DATA FOR ANALYSIS >>
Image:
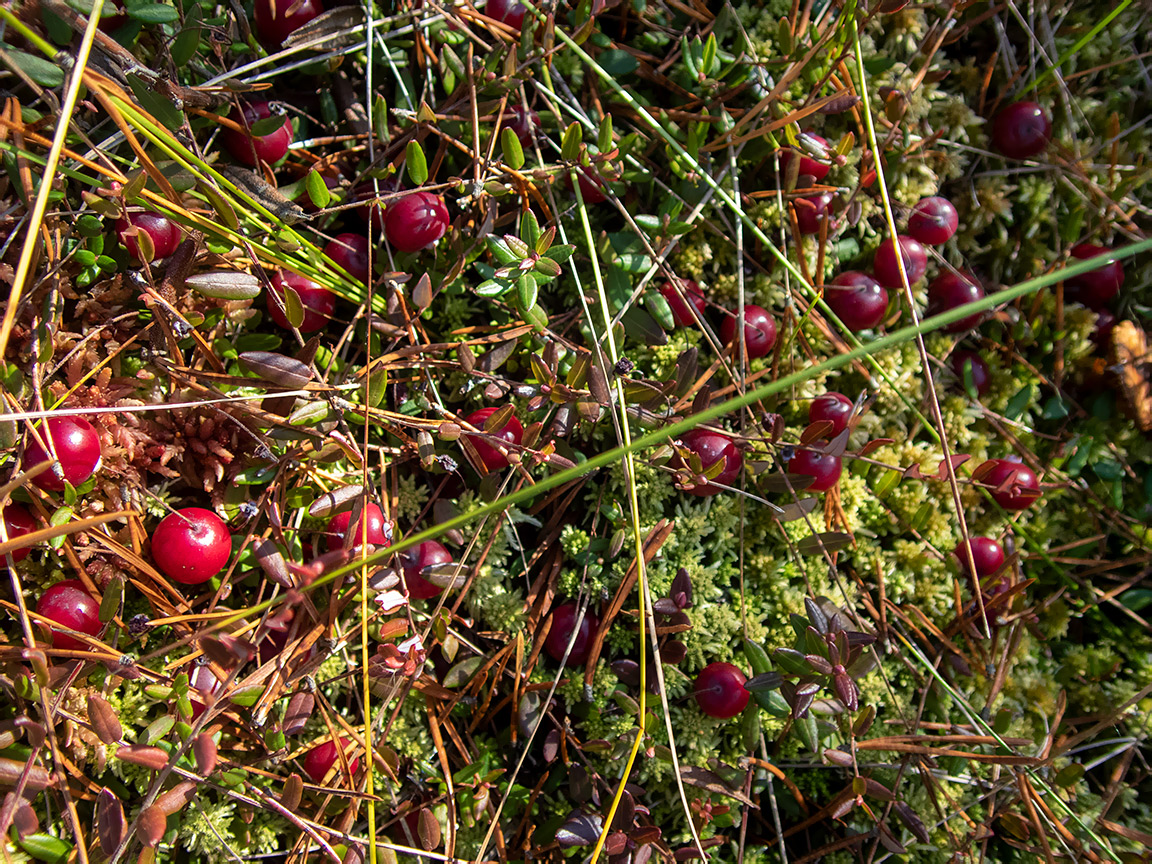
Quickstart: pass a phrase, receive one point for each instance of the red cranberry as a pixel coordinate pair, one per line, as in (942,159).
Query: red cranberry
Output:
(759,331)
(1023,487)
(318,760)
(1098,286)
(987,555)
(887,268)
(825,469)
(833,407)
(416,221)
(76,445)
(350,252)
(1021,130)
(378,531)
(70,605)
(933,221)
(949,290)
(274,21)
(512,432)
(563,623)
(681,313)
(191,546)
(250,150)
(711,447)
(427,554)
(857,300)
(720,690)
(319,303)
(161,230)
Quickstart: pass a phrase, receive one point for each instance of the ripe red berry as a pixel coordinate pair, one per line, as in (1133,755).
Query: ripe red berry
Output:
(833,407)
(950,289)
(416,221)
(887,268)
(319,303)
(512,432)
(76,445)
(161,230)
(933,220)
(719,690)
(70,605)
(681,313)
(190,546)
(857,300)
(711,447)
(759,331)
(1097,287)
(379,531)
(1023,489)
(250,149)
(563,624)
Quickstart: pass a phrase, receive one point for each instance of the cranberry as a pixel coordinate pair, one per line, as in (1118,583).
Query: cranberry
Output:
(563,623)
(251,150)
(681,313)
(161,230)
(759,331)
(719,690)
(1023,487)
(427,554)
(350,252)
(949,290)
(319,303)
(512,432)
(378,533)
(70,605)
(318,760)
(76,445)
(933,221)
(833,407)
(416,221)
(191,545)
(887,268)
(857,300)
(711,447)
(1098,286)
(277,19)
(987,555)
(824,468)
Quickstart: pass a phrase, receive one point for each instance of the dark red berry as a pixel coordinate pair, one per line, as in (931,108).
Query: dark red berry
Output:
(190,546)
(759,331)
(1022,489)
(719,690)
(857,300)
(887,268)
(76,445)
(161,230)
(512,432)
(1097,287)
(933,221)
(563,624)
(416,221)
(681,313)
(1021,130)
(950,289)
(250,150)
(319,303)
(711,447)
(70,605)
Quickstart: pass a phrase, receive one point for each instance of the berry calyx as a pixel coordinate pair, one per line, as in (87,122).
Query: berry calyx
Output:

THE TASK >>
An exact, picture-free copy of the entries is required.

OUTPUT FOR THIS EXERCISE >>
Image:
Quickstart: pass a phrase, receive one point for each instance of the red cranberry as a pixel coordinate pair, one per line, as in (942,159).
Query: red cranberry
Output:
(759,331)
(1023,487)
(318,760)
(1098,286)
(987,555)
(887,268)
(825,469)
(833,407)
(416,221)
(76,445)
(350,252)
(1021,130)
(378,531)
(70,605)
(933,221)
(949,290)
(274,21)
(512,432)
(563,623)
(681,313)
(191,546)
(250,150)
(711,447)
(427,554)
(857,300)
(720,690)
(319,303)
(161,230)
Quickstart: pass a phrase, receive one point for each instance of the ripe red berry as a pixel coordinate pair, one per line, as in (1133,755).
Query: ripe red berry
Output:
(833,407)
(950,289)
(416,221)
(887,268)
(319,303)
(512,432)
(76,445)
(161,230)
(933,220)
(719,690)
(70,605)
(681,313)
(190,546)
(857,300)
(711,447)
(759,331)
(1097,287)
(379,531)
(1023,489)
(250,149)
(563,624)
Quickstart: pass a phrase, receive one point for each instance of the cranberry as a pixel coordinate pair, one per line, as in (1118,583).
Query: cranberry
Output:
(563,623)
(251,150)
(681,313)
(161,230)
(759,331)
(719,690)
(1023,487)
(427,554)
(350,252)
(949,290)
(319,303)
(512,432)
(378,533)
(70,605)
(318,760)
(76,445)
(933,221)
(833,407)
(416,221)
(191,545)
(887,268)
(857,300)
(711,447)
(1098,286)
(277,19)
(987,555)
(824,468)
Quickstart: pass a phrase, receive one point for each instance of the dark red berry as a pixel coordinate pair, one per line, as in (931,108).
Query: dark red berry
Output:
(190,546)
(759,331)
(1022,489)
(719,690)
(857,300)
(887,268)
(76,445)
(161,230)
(512,432)
(1097,287)
(933,221)
(563,624)
(416,221)
(681,313)
(1021,130)
(950,289)
(250,150)
(319,303)
(711,447)
(70,605)
Quickstart: pass a phrase, receive one point for each instance of the berry calyx as a pixel coordinate pair, one per line, as in (87,122).
Query: berry calyx
Output:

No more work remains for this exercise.